[Collected data entries]
+++
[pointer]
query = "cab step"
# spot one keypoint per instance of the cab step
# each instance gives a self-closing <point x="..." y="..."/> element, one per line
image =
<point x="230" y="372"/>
+++
_What is needed:_
Your answer should be each line from the entries that includes the string "instance".

_The completed task:_
# spot one keypoint per instance of the cab step
# each instance gives a self-closing <point x="..." y="..."/> element, one per line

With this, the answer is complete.